+++ Listed entries

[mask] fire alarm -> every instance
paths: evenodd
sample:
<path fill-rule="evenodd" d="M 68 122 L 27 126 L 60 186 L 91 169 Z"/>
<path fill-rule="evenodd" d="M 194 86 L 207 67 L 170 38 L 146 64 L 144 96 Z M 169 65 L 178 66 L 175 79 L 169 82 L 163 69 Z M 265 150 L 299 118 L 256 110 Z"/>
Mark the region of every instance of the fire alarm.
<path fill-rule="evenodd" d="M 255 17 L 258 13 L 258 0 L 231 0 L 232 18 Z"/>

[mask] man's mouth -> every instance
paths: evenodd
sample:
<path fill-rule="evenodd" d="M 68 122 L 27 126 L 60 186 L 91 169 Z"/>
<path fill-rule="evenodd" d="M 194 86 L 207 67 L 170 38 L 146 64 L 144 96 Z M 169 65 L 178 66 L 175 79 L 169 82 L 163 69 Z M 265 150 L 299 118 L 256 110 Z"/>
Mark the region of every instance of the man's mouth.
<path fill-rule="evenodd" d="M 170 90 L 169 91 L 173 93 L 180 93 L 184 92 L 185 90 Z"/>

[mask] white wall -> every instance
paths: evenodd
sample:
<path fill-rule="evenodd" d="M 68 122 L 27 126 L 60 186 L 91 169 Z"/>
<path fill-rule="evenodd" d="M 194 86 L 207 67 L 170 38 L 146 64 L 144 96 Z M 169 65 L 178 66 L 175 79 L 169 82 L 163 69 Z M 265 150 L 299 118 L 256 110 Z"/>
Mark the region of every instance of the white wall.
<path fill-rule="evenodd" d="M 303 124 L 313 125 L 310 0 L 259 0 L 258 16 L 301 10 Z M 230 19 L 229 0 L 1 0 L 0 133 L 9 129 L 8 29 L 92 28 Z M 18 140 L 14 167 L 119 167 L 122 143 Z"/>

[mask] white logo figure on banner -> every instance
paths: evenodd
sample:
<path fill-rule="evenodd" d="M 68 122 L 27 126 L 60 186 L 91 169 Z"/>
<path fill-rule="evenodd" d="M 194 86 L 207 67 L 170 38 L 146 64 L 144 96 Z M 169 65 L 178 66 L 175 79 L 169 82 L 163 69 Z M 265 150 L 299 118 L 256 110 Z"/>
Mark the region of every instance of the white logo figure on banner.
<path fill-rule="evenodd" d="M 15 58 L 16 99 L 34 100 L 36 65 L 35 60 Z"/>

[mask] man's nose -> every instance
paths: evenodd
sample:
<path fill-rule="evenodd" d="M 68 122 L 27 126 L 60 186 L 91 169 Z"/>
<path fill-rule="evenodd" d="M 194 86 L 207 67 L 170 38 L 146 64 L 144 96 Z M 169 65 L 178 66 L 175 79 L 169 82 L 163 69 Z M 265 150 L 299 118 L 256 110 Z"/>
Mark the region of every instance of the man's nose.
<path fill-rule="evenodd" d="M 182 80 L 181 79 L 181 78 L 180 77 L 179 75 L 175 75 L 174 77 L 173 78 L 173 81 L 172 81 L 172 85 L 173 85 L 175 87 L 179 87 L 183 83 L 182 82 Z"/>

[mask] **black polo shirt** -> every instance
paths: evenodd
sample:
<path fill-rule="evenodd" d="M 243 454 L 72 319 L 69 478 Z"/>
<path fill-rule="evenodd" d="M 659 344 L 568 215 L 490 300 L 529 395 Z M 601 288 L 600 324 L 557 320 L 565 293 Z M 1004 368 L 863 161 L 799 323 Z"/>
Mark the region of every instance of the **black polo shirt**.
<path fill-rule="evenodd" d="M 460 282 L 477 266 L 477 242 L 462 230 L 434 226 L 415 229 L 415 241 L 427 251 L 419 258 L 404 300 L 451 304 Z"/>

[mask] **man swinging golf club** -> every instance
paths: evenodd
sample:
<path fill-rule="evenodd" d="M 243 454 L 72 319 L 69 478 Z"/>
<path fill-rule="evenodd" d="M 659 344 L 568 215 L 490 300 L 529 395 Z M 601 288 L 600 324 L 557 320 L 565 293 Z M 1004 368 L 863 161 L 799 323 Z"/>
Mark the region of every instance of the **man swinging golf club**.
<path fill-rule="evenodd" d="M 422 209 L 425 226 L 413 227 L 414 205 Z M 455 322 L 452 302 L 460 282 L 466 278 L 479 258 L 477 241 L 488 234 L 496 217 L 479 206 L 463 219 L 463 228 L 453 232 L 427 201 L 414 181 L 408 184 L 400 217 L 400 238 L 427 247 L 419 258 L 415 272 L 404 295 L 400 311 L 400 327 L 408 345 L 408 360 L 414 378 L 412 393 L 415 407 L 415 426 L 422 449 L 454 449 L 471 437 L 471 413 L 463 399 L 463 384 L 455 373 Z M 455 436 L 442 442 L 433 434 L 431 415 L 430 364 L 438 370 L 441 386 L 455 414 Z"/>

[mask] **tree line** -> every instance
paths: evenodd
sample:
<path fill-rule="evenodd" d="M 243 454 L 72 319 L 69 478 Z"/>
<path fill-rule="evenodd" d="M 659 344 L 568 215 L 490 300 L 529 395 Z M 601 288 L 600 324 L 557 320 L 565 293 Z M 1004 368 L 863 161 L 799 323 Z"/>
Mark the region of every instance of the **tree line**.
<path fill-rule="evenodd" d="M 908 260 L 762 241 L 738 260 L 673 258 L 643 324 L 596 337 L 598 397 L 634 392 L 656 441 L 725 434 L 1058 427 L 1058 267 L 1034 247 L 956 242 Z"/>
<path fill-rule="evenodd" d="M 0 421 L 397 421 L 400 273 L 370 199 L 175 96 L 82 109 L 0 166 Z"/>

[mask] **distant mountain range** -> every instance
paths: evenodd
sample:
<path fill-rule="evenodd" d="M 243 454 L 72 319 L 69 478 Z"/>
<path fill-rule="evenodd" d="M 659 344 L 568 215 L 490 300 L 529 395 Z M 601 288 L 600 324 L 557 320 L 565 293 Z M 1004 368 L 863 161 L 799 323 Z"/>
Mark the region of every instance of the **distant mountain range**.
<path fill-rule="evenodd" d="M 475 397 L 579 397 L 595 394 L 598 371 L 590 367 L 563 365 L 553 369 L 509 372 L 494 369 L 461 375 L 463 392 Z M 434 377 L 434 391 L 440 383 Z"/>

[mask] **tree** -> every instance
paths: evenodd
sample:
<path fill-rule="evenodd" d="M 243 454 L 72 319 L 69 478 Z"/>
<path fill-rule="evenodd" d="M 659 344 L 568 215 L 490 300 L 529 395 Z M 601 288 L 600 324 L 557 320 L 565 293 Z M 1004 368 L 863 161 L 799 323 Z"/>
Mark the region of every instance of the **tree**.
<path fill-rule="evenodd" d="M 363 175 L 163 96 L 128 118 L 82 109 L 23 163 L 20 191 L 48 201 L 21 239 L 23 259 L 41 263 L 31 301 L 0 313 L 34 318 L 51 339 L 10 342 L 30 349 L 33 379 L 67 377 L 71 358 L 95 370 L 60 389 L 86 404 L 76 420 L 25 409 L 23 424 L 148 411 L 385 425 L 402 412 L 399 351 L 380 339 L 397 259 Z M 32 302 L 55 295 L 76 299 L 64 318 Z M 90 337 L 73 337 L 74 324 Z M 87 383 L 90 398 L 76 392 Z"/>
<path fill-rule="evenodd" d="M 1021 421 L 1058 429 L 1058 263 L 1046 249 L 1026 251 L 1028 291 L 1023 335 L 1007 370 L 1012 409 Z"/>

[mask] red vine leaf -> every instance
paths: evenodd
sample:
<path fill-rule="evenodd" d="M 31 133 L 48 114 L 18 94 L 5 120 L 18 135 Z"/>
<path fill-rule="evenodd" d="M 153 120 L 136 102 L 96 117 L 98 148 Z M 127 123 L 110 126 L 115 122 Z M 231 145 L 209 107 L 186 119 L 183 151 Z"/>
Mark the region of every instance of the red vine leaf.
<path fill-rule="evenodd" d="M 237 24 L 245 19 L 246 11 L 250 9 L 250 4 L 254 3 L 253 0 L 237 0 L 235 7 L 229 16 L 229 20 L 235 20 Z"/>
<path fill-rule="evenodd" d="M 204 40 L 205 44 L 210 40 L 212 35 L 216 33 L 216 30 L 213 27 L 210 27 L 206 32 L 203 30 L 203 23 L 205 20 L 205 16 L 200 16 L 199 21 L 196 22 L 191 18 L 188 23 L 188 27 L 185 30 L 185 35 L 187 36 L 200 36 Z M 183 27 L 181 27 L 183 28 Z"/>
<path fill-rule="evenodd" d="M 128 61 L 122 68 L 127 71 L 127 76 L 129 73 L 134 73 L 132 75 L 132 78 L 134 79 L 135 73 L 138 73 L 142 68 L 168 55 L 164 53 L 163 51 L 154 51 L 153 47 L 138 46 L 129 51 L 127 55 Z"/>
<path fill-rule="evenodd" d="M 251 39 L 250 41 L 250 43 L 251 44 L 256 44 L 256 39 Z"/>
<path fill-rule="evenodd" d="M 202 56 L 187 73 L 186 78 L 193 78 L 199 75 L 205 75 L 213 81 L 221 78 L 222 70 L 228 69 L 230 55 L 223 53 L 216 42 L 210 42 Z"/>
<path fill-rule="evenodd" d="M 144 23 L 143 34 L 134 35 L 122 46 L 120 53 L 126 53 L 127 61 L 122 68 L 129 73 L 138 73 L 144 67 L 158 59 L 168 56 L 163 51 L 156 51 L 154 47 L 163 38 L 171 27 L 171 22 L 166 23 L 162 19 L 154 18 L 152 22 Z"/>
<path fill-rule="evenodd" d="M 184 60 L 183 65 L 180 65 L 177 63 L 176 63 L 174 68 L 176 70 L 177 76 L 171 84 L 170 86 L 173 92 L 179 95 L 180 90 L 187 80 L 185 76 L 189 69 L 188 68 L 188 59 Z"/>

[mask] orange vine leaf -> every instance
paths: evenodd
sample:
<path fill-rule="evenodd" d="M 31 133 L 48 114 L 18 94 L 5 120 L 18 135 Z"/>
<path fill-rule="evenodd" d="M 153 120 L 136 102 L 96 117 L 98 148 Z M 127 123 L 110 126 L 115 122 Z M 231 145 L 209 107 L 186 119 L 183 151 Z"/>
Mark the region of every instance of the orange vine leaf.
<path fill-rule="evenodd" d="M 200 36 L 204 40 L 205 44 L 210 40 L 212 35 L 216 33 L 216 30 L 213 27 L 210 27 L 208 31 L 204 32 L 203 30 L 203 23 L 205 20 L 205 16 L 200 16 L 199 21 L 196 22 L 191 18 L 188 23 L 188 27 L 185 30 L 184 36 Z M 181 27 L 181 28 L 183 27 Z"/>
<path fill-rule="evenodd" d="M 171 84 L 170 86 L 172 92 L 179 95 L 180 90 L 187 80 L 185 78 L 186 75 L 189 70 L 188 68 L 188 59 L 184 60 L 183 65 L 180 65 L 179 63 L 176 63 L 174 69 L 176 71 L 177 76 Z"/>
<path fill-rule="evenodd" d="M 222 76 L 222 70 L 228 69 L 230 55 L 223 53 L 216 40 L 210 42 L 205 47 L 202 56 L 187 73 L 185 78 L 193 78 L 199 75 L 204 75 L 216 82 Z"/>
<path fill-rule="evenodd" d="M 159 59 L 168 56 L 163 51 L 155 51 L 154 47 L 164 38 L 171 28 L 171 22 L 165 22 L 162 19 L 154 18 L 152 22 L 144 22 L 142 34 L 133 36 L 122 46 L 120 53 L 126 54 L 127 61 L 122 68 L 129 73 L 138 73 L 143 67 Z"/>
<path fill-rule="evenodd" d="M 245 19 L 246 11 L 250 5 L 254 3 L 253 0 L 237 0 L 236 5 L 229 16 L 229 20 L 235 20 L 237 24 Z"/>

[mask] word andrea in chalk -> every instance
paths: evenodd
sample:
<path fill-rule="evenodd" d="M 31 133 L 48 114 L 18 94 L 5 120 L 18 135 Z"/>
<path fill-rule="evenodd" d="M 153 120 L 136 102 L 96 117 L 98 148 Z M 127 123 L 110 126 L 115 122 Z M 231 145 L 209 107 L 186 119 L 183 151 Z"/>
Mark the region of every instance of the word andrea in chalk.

++++++

Given task - Beginning with the line that contains "[mask] word andrea in chalk -> every instance", quote each line exactly through the last line of the entries above, and nothing beyond them.

Exercise answer -
[mask] word andrea in chalk -> every instance
paths: evenodd
sample:
<path fill-rule="evenodd" d="M 31 133 L 48 114 L 18 94 L 5 120 L 18 135 Z"/>
<path fill-rule="evenodd" d="M 153 120 L 136 102 L 96 117 L 98 148 Z M 127 123 L 110 126 L 115 122 Z M 231 145 L 209 107 L 186 119 L 183 151 Z"/>
Mark the region of every instance of the word andrea in chalk.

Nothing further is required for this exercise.